--- BEGIN SOURCE RECORDS ---
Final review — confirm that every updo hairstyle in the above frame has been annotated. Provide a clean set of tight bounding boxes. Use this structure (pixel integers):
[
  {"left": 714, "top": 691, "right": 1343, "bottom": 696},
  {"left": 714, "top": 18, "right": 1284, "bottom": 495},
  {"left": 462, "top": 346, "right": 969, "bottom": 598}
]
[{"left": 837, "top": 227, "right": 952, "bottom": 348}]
--- END SOURCE RECORDS ---
*THE PROBLEM*.
Format the lines above as a numbered list, omitting any blank lines.

*FINAL RESULT*.
1. Final review — confirm that every updo hairstyle in the above frame has been annotated. Provide a clean set of tight bounding boxes. Use this structure (pixel integers):
2. [
3.   {"left": 714, "top": 691, "right": 1343, "bottom": 696},
4.   {"left": 714, "top": 18, "right": 1284, "bottom": 495},
5.   {"left": 462, "top": 346, "right": 969, "bottom": 598}
6. ]
7. [{"left": 837, "top": 227, "right": 952, "bottom": 348}]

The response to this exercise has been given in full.